→ **EXERCISE DETAILS**
Render the records as a Markdown table with the columns Row and Line, one numbered row for each line, and omit any blank lines.

Stored data:
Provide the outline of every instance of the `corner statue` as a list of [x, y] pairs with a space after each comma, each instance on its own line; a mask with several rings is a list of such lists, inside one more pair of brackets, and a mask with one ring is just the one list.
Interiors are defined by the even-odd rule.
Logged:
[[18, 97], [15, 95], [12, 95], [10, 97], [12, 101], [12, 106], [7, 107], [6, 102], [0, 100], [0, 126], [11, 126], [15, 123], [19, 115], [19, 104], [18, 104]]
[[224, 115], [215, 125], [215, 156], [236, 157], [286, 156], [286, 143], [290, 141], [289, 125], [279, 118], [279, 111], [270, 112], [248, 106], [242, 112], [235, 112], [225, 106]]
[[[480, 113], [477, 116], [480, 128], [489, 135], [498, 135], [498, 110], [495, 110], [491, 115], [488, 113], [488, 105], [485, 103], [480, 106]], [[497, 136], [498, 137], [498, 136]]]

→ **TASK RESPONSE**
| Row | Line |
|---|---|
| 1 | Provide the outline of every instance of the `corner statue` as a list of [x, y] pairs with a space after each comma, each instance on its own line; a mask with several rings is a list of such lists, inside one more pair of brackets, and a mask with one ring is just the one list. |
| 2 | Interiors are defined by the even-odd rule. |
| 3 | Logged: |
| 4 | [[18, 97], [15, 95], [12, 95], [10, 97], [12, 101], [12, 106], [7, 107], [6, 102], [0, 100], [0, 126], [11, 126], [15, 123], [19, 115], [19, 104], [18, 104]] |
| 5 | [[224, 115], [215, 125], [215, 156], [236, 157], [286, 156], [286, 143], [290, 141], [289, 125], [279, 118], [279, 111], [270, 112], [248, 106], [242, 112], [235, 112], [225, 106]] |
| 6 | [[[480, 113], [477, 116], [480, 128], [489, 135], [498, 135], [498, 110], [495, 110], [491, 115], [488, 113], [488, 105], [485, 103], [480, 106]], [[497, 136], [498, 137], [498, 136]]] |